TASK BRIEF:
Report how many lines of the records contain the word "with", giving only the number.

┏━━

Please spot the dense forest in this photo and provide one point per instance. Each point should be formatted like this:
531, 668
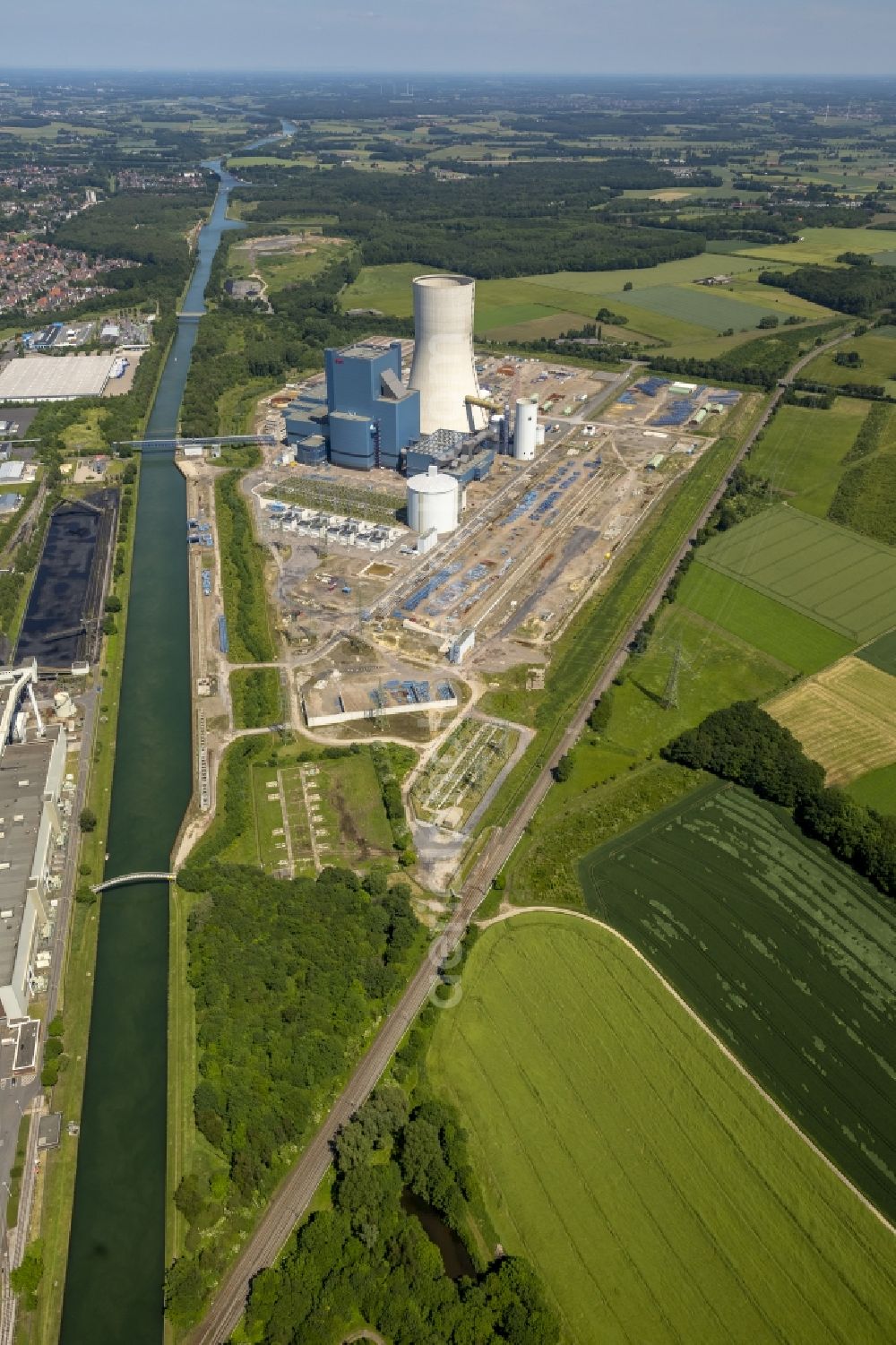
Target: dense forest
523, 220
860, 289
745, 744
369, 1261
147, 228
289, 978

┗━━
┏━━

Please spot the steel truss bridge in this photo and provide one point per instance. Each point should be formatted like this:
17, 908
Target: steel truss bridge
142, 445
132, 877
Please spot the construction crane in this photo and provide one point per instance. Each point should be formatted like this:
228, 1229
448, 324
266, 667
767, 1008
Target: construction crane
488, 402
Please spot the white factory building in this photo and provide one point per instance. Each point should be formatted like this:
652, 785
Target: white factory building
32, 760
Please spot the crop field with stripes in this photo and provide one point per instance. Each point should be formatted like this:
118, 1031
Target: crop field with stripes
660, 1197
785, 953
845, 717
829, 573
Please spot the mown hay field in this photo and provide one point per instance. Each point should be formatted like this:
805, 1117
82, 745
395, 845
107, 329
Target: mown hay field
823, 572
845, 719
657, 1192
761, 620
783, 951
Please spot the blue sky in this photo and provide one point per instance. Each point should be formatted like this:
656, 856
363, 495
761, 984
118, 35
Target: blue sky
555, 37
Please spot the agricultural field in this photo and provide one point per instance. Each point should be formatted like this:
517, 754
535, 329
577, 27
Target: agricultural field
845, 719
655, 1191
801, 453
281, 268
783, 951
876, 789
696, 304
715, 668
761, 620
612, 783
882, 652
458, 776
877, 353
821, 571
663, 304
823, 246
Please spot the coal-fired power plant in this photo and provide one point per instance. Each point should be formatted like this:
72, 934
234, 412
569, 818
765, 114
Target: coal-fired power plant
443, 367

┗━━

COMPLETED TASK:
2